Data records
- - - -
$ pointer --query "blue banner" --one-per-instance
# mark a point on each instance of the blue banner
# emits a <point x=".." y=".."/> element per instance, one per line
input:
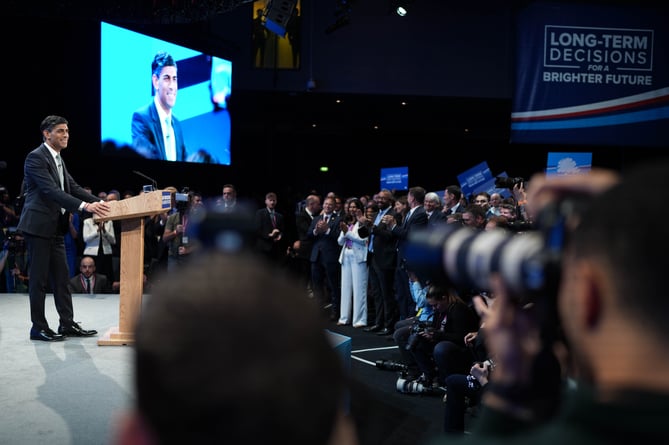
<point x="470" y="179"/>
<point x="559" y="164"/>
<point x="591" y="75"/>
<point x="395" y="178"/>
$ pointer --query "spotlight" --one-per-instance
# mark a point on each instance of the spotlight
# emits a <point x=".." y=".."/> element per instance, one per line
<point x="401" y="7"/>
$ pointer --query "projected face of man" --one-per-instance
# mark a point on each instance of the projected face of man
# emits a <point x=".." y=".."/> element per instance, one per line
<point x="166" y="86"/>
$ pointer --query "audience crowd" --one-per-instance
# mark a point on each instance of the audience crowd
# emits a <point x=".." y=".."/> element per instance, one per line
<point x="348" y="254"/>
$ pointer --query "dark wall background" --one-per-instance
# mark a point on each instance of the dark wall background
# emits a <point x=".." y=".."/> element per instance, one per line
<point x="452" y="65"/>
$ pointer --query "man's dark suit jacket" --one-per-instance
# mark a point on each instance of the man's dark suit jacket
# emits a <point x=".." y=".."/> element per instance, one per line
<point x="147" y="134"/>
<point x="41" y="215"/>
<point x="417" y="221"/>
<point x="302" y="223"/>
<point x="384" y="244"/>
<point x="325" y="245"/>
<point x="101" y="284"/>
<point x="264" y="227"/>
<point x="437" y="217"/>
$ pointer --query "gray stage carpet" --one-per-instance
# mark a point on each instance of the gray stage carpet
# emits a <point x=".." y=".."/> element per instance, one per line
<point x="69" y="392"/>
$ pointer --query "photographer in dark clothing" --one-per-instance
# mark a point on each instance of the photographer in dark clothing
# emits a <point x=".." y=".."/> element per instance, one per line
<point x="612" y="311"/>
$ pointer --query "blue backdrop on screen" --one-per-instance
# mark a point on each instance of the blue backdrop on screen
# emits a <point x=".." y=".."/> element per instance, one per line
<point x="201" y="106"/>
<point x="395" y="178"/>
<point x="588" y="74"/>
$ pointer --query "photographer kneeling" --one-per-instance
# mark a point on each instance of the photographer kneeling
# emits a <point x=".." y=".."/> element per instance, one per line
<point x="438" y="348"/>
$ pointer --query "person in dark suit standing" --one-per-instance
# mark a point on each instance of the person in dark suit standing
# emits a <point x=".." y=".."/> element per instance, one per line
<point x="301" y="248"/>
<point x="325" y="267"/>
<point x="382" y="259"/>
<point x="156" y="132"/>
<point x="416" y="219"/>
<point x="88" y="281"/>
<point x="50" y="194"/>
<point x="269" y="230"/>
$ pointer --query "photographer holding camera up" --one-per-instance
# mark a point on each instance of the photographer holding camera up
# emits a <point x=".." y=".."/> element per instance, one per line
<point x="612" y="310"/>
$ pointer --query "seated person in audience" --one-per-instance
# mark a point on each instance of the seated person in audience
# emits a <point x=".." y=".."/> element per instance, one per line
<point x="291" y="390"/>
<point x="440" y="350"/>
<point x="87" y="281"/>
<point x="405" y="329"/>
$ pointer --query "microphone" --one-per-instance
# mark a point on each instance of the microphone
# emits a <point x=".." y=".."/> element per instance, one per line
<point x="153" y="181"/>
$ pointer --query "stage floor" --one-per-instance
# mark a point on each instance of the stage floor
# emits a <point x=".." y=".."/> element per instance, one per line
<point x="72" y="392"/>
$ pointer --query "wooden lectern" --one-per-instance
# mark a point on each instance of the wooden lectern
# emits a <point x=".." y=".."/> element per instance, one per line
<point x="131" y="212"/>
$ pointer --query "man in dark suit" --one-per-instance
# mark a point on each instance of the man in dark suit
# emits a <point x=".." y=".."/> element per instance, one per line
<point x="302" y="246"/>
<point x="50" y="193"/>
<point x="325" y="267"/>
<point x="156" y="132"/>
<point x="416" y="219"/>
<point x="269" y="230"/>
<point x="88" y="281"/>
<point x="382" y="259"/>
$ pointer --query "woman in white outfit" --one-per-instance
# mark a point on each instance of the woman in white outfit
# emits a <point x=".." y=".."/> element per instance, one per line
<point x="353" y="260"/>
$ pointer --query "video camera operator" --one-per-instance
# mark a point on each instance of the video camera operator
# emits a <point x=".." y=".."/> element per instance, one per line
<point x="612" y="310"/>
<point x="176" y="234"/>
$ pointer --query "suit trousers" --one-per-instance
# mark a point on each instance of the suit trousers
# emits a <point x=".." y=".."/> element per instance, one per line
<point x="48" y="269"/>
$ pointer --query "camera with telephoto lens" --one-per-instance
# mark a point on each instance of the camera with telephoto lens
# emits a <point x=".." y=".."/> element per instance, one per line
<point x="505" y="182"/>
<point x="528" y="263"/>
<point x="417" y="328"/>
<point x="390" y="365"/>
<point x="407" y="386"/>
<point x="182" y="199"/>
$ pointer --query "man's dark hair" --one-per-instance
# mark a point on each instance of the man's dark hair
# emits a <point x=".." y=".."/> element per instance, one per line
<point x="51" y="121"/>
<point x="230" y="351"/>
<point x="161" y="60"/>
<point x="455" y="191"/>
<point x="629" y="247"/>
<point x="418" y="194"/>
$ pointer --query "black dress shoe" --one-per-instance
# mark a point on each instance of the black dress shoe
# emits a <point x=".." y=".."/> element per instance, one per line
<point x="45" y="335"/>
<point x="373" y="328"/>
<point x="74" y="330"/>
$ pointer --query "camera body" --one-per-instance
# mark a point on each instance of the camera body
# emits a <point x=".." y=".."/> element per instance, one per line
<point x="182" y="200"/>
<point x="528" y="262"/>
<point x="506" y="182"/>
<point x="390" y="365"/>
<point x="417" y="328"/>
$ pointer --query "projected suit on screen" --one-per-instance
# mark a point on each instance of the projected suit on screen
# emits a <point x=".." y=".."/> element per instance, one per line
<point x="156" y="132"/>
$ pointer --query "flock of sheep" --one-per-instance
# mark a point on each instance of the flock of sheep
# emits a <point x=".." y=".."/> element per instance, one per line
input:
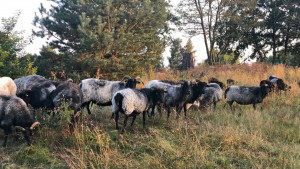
- - - -
» PROBLEM
Return each line from the entries above that includes "body".

» RESULT OF THIS TASK
$ pointer --query "camera body" --one-per-instance
# mark a point on each instance of the camera body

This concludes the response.